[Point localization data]
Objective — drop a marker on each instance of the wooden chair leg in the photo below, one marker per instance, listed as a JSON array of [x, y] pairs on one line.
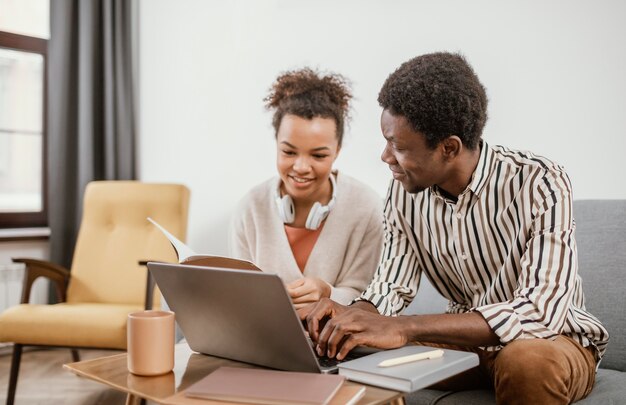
[[75, 355], [15, 369]]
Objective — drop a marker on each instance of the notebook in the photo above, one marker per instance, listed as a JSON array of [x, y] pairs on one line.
[[410, 376], [262, 386], [241, 315]]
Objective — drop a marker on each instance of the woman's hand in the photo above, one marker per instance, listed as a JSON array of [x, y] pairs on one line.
[[307, 290]]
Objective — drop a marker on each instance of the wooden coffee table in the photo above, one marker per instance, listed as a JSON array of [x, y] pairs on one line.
[[189, 367]]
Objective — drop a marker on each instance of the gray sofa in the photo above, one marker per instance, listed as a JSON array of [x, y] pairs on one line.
[[601, 238]]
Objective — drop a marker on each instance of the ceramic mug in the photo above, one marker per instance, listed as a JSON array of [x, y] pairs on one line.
[[150, 342]]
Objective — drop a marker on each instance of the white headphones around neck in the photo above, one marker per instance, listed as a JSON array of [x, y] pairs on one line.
[[317, 214]]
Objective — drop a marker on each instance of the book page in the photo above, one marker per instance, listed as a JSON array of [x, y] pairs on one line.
[[187, 256], [183, 252]]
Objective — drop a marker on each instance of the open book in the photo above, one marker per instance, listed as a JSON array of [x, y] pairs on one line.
[[187, 256]]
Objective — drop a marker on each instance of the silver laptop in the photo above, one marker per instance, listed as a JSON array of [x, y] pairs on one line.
[[238, 314]]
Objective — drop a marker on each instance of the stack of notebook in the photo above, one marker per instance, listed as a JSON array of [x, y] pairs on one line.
[[261, 386]]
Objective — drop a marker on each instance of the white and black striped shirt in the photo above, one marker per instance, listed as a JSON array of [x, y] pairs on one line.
[[505, 249]]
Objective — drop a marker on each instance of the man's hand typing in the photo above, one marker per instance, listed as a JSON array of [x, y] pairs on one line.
[[337, 329]]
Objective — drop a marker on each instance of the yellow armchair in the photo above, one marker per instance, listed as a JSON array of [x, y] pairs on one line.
[[106, 281]]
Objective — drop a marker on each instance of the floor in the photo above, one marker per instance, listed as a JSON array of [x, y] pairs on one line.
[[42, 380]]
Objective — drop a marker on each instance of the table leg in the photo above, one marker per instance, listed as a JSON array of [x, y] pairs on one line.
[[132, 399], [397, 401]]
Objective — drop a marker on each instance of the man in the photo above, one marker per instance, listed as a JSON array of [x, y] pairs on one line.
[[493, 231]]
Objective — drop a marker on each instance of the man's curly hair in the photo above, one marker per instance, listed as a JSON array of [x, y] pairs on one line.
[[307, 94], [440, 95]]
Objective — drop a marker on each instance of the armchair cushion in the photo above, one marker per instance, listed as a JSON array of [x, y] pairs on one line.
[[76, 325]]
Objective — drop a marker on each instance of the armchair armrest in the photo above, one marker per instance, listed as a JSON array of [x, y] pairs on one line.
[[35, 268]]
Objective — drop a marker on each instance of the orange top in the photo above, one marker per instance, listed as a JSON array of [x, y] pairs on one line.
[[302, 241]]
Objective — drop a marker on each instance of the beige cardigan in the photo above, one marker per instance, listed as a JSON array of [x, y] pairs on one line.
[[346, 253]]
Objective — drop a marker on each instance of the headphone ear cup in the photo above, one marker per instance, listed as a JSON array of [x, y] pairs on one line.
[[286, 210], [317, 214]]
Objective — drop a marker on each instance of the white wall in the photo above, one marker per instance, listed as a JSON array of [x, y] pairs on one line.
[[554, 73]]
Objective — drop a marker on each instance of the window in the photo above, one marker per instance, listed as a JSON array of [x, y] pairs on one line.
[[24, 29]]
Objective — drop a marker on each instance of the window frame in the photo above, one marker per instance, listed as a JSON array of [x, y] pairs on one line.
[[25, 43]]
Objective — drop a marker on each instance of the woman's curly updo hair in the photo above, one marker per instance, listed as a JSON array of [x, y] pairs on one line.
[[307, 94], [440, 95]]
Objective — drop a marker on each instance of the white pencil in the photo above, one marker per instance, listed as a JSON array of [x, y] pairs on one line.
[[432, 354]]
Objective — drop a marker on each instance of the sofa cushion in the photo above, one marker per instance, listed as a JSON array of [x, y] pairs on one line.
[[601, 240], [610, 388]]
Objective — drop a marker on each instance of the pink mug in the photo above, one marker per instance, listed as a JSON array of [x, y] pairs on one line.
[[150, 342]]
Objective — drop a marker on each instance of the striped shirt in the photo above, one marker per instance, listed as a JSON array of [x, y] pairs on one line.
[[505, 249]]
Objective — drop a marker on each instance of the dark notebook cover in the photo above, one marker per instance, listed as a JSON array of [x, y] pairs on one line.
[[261, 386]]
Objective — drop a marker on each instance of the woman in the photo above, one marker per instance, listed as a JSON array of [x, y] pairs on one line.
[[319, 230]]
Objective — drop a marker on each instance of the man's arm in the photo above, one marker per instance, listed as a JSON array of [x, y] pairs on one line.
[[360, 324], [548, 268]]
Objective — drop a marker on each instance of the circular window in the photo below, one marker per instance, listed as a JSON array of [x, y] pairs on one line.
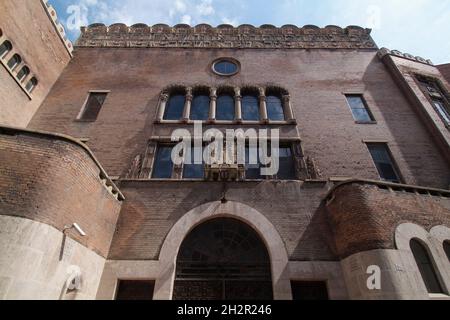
[[225, 67]]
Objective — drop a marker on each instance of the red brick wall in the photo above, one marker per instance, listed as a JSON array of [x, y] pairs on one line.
[[54, 181], [316, 80], [152, 208], [364, 217]]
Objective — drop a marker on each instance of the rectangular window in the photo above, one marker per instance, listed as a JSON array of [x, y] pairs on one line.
[[252, 171], [359, 108], [287, 165], [192, 170], [135, 290], [442, 110], [93, 106], [384, 162], [309, 290], [163, 166]]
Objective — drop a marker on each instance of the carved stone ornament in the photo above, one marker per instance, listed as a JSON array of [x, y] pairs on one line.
[[205, 36]]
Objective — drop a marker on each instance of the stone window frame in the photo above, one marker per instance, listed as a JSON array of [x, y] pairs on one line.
[[432, 241], [79, 117], [22, 83], [393, 160], [366, 105], [178, 170], [190, 91], [443, 95]]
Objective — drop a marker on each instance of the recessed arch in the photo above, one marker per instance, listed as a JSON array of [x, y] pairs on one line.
[[257, 221]]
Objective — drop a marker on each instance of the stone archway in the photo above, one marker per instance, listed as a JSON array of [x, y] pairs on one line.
[[223, 259], [164, 285]]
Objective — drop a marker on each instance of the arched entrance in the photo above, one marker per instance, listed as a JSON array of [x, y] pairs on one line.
[[223, 259]]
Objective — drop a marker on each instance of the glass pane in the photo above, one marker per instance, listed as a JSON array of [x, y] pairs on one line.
[[174, 108], [274, 108], [225, 67], [225, 108], [200, 108], [447, 249], [442, 111], [426, 267], [384, 163], [163, 163], [252, 171], [359, 109], [250, 108], [192, 170], [287, 167]]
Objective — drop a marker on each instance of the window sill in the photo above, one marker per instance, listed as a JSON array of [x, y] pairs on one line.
[[366, 122], [19, 83]]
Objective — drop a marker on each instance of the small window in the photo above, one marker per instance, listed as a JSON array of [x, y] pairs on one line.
[[383, 161], [359, 108], [225, 67], [253, 167], [31, 85], [309, 291], [93, 106], [135, 290], [287, 166], [193, 170], [426, 267], [442, 110], [14, 61], [275, 110], [447, 249], [200, 108], [225, 108], [174, 108], [163, 166], [23, 73], [250, 108], [5, 47]]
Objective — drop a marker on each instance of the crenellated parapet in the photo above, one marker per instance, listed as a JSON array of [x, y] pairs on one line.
[[225, 36]]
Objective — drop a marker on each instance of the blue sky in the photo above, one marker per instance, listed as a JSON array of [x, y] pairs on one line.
[[419, 27]]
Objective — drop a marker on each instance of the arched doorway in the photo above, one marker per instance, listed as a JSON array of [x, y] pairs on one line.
[[223, 259]]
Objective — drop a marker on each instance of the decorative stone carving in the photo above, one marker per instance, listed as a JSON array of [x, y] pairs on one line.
[[224, 36]]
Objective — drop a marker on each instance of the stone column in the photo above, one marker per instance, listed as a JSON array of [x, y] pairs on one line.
[[238, 104], [213, 104], [263, 105], [187, 105], [164, 97], [287, 107]]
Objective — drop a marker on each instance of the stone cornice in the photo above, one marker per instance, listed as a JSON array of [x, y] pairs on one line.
[[225, 36]]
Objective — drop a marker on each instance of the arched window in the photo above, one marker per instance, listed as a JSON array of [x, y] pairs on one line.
[[5, 47], [447, 249], [426, 267], [250, 108], [22, 74], [14, 61], [31, 84], [174, 108], [274, 108], [225, 108], [200, 108]]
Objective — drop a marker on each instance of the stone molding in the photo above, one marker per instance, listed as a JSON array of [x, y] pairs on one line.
[[225, 36]]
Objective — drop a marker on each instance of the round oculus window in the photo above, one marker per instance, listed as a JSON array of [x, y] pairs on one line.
[[225, 67]]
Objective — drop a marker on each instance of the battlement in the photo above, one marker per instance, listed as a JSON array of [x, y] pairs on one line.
[[225, 36]]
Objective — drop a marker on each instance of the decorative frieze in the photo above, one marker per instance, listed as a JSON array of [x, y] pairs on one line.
[[225, 36]]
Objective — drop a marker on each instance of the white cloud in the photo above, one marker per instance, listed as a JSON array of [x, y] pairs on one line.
[[205, 8]]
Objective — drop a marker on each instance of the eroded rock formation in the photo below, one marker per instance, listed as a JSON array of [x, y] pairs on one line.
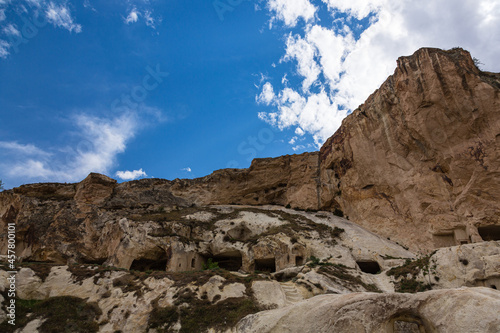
[[417, 164], [419, 161]]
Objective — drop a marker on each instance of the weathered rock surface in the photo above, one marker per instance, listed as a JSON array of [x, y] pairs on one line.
[[460, 310], [419, 161], [471, 265], [417, 164]]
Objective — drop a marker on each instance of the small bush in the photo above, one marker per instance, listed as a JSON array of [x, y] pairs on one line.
[[163, 318]]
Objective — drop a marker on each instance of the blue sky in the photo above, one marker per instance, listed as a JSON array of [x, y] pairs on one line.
[[177, 89]]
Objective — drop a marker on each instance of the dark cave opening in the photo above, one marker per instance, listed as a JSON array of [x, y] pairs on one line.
[[265, 265], [370, 267]]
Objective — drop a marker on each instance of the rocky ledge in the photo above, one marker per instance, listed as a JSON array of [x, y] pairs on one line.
[[403, 198]]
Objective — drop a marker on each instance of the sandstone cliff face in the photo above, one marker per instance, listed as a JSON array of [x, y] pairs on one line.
[[419, 161]]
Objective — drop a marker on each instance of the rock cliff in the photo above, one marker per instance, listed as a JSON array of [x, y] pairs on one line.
[[414, 169], [419, 161]]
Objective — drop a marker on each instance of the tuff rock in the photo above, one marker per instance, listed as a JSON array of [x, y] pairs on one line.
[[403, 198]]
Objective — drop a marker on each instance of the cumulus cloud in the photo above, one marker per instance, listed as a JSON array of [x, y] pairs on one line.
[[290, 11], [338, 69], [4, 49], [100, 140], [60, 16], [132, 16], [25, 149], [11, 29], [135, 14], [267, 95], [131, 175]]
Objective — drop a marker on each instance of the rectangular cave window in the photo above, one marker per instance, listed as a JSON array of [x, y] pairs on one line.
[[370, 267], [149, 265], [489, 233], [401, 326], [299, 261], [444, 240], [265, 265]]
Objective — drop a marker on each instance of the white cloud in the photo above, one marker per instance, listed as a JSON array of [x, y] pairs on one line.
[[35, 3], [100, 141], [132, 17], [60, 16], [299, 131], [150, 21], [338, 72], [131, 175], [23, 149], [4, 49], [11, 29], [289, 11], [304, 53], [267, 95]]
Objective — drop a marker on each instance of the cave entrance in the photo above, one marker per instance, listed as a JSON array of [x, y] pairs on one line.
[[402, 326], [299, 261], [489, 233], [149, 265], [265, 265], [370, 267], [231, 261]]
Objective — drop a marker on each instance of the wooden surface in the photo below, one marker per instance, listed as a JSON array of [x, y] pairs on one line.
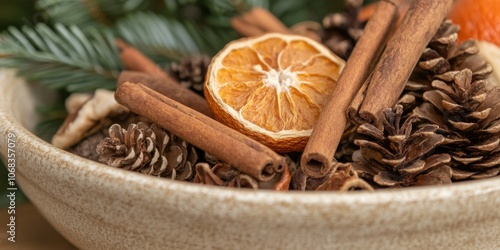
[[32, 231]]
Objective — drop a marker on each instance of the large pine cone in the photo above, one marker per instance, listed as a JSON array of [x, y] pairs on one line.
[[148, 149], [341, 31], [399, 156], [468, 115], [441, 59]]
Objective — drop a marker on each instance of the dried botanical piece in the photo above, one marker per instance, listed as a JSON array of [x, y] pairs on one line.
[[86, 120], [303, 182], [228, 145], [342, 30], [167, 87], [223, 174], [396, 64], [491, 53], [442, 59], [467, 112], [148, 149], [272, 87], [398, 156], [328, 131], [190, 72], [344, 178]]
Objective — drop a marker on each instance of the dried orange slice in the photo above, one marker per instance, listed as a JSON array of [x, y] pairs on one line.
[[272, 87]]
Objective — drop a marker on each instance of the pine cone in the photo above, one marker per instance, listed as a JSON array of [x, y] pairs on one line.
[[190, 72], [468, 115], [342, 30], [442, 59], [444, 55], [399, 156], [148, 149]]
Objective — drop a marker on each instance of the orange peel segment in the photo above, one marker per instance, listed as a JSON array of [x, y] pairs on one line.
[[272, 87]]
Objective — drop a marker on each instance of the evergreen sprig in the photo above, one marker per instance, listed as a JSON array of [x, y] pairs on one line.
[[157, 36], [62, 57]]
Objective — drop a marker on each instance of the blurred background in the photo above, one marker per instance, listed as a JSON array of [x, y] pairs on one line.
[[33, 232]]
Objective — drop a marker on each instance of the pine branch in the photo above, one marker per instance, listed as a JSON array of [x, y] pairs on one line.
[[166, 40], [62, 57]]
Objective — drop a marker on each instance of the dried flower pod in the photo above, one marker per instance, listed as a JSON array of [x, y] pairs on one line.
[[399, 156], [148, 149], [344, 178], [223, 174], [190, 72], [467, 112], [85, 120], [342, 30]]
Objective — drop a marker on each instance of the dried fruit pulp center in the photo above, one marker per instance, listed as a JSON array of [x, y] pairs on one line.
[[276, 85]]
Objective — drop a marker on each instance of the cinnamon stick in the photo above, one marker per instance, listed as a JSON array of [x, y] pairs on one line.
[[352, 110], [318, 154], [135, 60], [401, 55], [226, 144], [167, 87], [258, 21]]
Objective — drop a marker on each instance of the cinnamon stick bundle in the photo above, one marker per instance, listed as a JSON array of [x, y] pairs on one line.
[[224, 143], [401, 55], [167, 87], [318, 154]]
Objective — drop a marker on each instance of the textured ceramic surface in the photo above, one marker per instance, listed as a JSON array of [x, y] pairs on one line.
[[99, 207]]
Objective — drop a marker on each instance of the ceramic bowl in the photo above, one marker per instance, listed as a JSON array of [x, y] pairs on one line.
[[99, 207]]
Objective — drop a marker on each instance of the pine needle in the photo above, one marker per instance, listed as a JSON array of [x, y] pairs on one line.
[[62, 57]]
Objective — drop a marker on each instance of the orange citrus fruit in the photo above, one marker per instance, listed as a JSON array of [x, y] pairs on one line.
[[478, 19], [272, 87]]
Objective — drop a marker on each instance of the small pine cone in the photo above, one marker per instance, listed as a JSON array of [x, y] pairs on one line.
[[148, 149], [86, 147], [442, 59], [341, 31], [190, 72], [399, 156], [467, 112]]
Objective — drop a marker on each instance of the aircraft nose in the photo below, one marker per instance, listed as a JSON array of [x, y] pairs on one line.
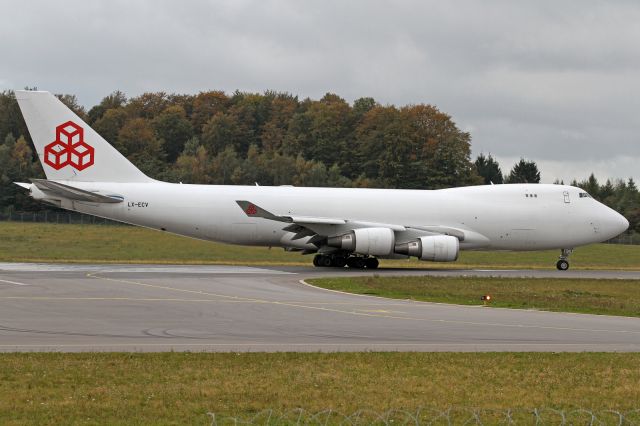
[[616, 223]]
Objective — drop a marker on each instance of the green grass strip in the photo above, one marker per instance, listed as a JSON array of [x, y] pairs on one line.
[[45, 242], [590, 296], [180, 388]]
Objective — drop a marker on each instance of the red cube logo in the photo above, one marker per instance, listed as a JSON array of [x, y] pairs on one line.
[[69, 148]]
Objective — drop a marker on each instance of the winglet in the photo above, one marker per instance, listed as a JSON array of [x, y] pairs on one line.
[[253, 210], [23, 185]]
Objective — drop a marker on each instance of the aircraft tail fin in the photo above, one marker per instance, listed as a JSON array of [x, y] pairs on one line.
[[67, 147]]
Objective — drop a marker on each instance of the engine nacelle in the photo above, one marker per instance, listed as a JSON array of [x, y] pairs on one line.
[[370, 241], [436, 248]]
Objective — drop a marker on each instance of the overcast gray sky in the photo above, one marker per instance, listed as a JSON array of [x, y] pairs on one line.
[[557, 82]]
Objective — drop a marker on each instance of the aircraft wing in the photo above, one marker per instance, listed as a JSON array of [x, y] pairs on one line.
[[321, 227], [52, 188]]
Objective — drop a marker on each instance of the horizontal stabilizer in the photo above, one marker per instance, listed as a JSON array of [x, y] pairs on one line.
[[52, 188]]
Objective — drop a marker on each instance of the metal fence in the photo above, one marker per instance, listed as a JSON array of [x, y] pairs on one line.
[[429, 416]]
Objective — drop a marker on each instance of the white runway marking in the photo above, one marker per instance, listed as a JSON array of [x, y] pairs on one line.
[[12, 282]]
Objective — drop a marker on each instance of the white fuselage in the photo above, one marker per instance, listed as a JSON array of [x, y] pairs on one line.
[[496, 217]]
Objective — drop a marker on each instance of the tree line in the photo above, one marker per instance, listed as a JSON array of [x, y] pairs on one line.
[[278, 139]]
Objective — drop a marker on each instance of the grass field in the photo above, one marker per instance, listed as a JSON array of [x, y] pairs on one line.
[[43, 242], [182, 387], [591, 296]]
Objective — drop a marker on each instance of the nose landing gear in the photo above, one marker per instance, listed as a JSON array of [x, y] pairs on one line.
[[563, 261]]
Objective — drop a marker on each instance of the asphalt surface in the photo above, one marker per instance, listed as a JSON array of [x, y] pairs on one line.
[[57, 307]]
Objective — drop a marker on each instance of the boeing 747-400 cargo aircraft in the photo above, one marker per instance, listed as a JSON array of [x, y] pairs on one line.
[[342, 226]]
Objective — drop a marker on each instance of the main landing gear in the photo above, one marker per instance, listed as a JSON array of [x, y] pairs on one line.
[[336, 261], [563, 261]]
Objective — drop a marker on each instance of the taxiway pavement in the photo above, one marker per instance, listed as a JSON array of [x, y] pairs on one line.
[[62, 307]]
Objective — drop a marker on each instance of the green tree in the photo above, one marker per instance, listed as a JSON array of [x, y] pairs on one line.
[[205, 106], [524, 172], [137, 141], [488, 169], [173, 127], [225, 130], [110, 123], [115, 100]]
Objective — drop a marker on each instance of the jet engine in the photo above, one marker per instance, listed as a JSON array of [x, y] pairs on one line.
[[437, 248], [369, 241]]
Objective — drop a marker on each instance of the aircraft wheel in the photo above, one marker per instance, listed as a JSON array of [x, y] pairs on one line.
[[356, 262], [372, 263], [324, 261], [562, 265], [339, 261]]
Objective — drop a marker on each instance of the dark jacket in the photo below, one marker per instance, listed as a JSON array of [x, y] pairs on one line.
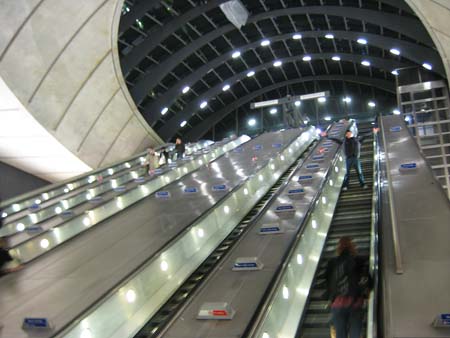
[[180, 148], [352, 146], [4, 257], [348, 276]]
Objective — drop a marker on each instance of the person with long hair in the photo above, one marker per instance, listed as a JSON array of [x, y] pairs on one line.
[[346, 290]]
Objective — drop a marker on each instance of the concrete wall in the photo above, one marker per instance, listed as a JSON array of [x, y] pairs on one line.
[[435, 15], [60, 59], [14, 182]]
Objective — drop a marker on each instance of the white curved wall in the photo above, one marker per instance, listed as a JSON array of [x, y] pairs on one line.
[[435, 15], [59, 57]]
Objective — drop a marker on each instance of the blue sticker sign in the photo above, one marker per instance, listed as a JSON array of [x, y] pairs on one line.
[[67, 213], [312, 166], [296, 191], [269, 229], [33, 228], [35, 323], [245, 265], [190, 190], [445, 317], [162, 194], [408, 166], [219, 187], [96, 199], [395, 129], [285, 208], [121, 188]]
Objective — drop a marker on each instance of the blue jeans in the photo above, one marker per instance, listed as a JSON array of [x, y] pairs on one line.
[[353, 161], [347, 322]]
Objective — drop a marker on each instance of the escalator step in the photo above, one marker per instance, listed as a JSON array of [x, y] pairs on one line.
[[315, 332], [317, 320]]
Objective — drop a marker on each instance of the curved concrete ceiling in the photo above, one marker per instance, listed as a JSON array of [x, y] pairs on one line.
[[409, 50], [202, 128], [406, 26], [171, 126], [54, 56]]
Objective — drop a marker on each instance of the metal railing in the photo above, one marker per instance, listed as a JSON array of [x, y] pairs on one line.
[[373, 258], [395, 239]]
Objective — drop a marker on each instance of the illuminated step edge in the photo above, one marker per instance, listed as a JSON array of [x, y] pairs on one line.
[[313, 166], [218, 227], [36, 324], [285, 211], [271, 228], [247, 264], [221, 311], [34, 247], [296, 193], [411, 166]]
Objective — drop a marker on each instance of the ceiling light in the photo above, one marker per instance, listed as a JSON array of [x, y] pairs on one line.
[[236, 54], [362, 41]]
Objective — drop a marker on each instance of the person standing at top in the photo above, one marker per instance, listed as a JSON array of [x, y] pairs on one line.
[[349, 283], [352, 149], [152, 161], [179, 148]]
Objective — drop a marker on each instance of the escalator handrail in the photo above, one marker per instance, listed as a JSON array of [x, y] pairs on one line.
[[372, 314], [393, 214], [65, 329], [275, 283]]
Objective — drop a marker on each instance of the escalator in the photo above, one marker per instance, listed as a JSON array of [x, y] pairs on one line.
[[156, 325], [352, 217]]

**Assignment**
Output consists of exactly the lines from the one containing "Objective — drop a marker on each instance of the illuminated" to the end of the records above, retyped without change and with nothing extra.

**Task solution**
Objective — drop a marker on each instance of the illuminated step edge in the photo above, one marker per instance, listed as a JSON array of [x, y] pairs on one line.
[[313, 166], [218, 227], [36, 324], [285, 211], [271, 228], [247, 264], [221, 311], [34, 247], [296, 193], [411, 166]]
Objective — drop a marker on each instance of the ceiling light in the photo above, one marker per instance, listed as a JSON array of [x, y] pairs on one line.
[[236, 54], [362, 41]]
Objective — drop a marker on each instance of the person standing at top in the photo above, one marker per instance, listed as a JSON array of [x, y] pairs on one line.
[[349, 283], [352, 149], [152, 161], [179, 148]]
Objective — drop a marker on each instance of the escalator handrail in the photo above, one marker per instance, listed as a JSON array of [x, y] pairs on one line.
[[372, 314], [393, 214], [65, 329], [275, 283]]
Objective — drop a marker on each instance of the escalator in the photo above, one marker per instance, listed as a JSON array of [x, y] pairs on one line.
[[156, 325], [352, 217]]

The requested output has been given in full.